▸ **WHAT YOU ARE ASKED TO DO**: Count the lines in the rows that contain the word "decorative", and give only that number.

(Data records)
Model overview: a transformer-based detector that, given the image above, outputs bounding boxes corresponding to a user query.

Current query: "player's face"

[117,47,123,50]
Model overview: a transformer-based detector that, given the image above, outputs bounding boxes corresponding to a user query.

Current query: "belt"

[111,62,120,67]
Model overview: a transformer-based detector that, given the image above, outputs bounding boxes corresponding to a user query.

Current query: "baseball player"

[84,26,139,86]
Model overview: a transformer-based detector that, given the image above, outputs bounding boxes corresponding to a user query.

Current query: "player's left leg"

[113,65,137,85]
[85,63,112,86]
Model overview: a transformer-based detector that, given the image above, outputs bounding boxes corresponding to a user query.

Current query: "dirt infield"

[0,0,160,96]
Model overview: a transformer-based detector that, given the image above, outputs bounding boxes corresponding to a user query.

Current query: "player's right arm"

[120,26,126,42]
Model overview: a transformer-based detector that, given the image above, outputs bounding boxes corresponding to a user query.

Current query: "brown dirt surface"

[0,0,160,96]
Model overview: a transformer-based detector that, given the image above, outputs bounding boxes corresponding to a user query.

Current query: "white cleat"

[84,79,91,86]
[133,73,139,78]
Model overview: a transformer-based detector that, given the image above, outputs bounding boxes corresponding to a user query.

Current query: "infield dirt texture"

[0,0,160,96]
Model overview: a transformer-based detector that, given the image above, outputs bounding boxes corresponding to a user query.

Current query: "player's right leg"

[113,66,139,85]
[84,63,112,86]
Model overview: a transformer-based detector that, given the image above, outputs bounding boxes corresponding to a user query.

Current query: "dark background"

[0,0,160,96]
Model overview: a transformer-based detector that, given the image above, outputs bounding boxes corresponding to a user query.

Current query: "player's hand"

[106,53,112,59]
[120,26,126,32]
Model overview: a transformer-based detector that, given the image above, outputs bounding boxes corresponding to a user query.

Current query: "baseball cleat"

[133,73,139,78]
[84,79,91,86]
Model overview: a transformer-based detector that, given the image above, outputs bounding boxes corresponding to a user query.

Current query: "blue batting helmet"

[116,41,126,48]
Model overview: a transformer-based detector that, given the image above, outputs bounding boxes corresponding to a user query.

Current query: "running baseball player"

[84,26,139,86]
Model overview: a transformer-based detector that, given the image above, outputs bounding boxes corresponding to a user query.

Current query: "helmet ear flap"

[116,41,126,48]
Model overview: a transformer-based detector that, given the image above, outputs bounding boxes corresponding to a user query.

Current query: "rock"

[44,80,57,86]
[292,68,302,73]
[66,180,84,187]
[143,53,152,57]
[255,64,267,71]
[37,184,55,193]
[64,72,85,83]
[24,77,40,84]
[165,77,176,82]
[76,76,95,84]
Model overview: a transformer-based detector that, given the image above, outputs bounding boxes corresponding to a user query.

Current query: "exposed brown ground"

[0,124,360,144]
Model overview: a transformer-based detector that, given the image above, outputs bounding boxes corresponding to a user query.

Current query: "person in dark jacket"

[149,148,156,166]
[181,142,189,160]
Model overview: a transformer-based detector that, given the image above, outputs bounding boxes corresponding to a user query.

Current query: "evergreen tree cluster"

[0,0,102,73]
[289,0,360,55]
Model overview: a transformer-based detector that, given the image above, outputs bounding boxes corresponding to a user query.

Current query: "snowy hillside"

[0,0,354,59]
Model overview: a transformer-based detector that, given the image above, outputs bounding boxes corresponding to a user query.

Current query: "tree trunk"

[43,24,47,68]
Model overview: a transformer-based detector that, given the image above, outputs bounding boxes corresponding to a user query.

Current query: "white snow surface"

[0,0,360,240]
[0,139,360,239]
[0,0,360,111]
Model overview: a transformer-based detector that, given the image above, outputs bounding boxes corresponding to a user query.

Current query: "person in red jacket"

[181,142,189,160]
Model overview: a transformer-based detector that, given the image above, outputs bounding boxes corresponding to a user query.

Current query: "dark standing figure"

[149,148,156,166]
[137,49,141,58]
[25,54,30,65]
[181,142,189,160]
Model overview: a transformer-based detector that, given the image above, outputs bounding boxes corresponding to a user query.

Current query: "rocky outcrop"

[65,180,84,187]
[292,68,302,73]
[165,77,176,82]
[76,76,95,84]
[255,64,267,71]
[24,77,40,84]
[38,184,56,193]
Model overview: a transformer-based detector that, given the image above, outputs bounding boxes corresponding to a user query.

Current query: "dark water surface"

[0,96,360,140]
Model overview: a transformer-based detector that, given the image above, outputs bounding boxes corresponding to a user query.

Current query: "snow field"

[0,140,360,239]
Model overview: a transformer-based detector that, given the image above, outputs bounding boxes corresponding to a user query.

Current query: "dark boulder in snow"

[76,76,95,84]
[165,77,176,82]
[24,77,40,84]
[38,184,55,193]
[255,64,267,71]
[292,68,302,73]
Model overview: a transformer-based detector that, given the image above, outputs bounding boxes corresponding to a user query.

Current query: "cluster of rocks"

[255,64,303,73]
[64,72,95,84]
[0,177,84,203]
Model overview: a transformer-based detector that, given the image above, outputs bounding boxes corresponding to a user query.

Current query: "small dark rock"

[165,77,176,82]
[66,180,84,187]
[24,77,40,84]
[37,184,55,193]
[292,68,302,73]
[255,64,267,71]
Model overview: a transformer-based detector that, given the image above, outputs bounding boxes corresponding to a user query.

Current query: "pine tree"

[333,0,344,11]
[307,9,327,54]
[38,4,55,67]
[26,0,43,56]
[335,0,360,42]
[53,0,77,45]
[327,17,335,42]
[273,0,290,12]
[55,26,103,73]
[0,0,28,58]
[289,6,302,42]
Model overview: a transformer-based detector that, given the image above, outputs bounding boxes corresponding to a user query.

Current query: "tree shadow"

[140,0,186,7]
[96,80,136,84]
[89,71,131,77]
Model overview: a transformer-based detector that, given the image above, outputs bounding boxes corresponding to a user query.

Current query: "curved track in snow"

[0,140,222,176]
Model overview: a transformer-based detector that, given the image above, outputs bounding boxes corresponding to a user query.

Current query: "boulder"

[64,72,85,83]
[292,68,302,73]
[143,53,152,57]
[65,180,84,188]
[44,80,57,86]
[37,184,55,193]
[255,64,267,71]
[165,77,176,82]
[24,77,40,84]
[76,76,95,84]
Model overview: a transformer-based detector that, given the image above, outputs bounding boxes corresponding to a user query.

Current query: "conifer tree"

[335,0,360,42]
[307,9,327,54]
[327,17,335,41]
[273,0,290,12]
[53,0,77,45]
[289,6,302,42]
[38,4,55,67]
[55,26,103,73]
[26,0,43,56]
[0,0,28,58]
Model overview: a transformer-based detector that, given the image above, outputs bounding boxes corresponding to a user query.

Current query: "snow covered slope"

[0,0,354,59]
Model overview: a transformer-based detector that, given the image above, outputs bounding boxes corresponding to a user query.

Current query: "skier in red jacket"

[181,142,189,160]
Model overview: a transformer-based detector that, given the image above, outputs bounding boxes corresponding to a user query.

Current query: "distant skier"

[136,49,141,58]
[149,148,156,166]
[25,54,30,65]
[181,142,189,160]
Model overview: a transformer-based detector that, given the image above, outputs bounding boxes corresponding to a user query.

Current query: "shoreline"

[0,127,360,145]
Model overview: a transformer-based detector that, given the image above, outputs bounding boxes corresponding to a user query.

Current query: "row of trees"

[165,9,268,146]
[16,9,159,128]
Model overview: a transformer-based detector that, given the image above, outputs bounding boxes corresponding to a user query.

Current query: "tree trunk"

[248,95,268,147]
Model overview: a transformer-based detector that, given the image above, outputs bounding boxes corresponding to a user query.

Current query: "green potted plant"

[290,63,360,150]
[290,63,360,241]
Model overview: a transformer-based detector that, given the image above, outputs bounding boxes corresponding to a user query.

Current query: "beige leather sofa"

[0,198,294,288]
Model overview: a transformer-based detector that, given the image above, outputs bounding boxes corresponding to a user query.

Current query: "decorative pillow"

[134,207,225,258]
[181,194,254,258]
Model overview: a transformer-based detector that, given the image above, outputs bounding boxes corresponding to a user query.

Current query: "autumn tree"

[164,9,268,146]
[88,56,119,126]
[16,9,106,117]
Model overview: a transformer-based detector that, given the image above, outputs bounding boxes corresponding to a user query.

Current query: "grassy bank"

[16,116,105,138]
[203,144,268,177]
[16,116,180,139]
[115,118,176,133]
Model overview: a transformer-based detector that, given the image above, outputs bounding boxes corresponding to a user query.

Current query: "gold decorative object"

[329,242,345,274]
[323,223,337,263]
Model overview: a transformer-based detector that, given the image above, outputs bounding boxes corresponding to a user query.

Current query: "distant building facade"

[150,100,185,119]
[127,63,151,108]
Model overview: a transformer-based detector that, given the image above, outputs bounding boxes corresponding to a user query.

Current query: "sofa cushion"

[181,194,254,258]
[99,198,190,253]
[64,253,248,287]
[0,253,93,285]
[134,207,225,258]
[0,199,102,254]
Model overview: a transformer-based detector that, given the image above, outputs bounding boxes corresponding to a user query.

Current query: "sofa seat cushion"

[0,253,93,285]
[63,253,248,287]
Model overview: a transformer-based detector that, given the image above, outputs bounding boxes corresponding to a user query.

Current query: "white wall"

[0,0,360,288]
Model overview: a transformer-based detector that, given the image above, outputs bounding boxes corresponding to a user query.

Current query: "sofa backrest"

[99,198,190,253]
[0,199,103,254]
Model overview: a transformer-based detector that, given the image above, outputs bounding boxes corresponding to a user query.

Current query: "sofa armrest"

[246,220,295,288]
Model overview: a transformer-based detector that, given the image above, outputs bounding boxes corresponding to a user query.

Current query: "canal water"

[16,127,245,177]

▸ **ANSWER TO THIS TASK**: 2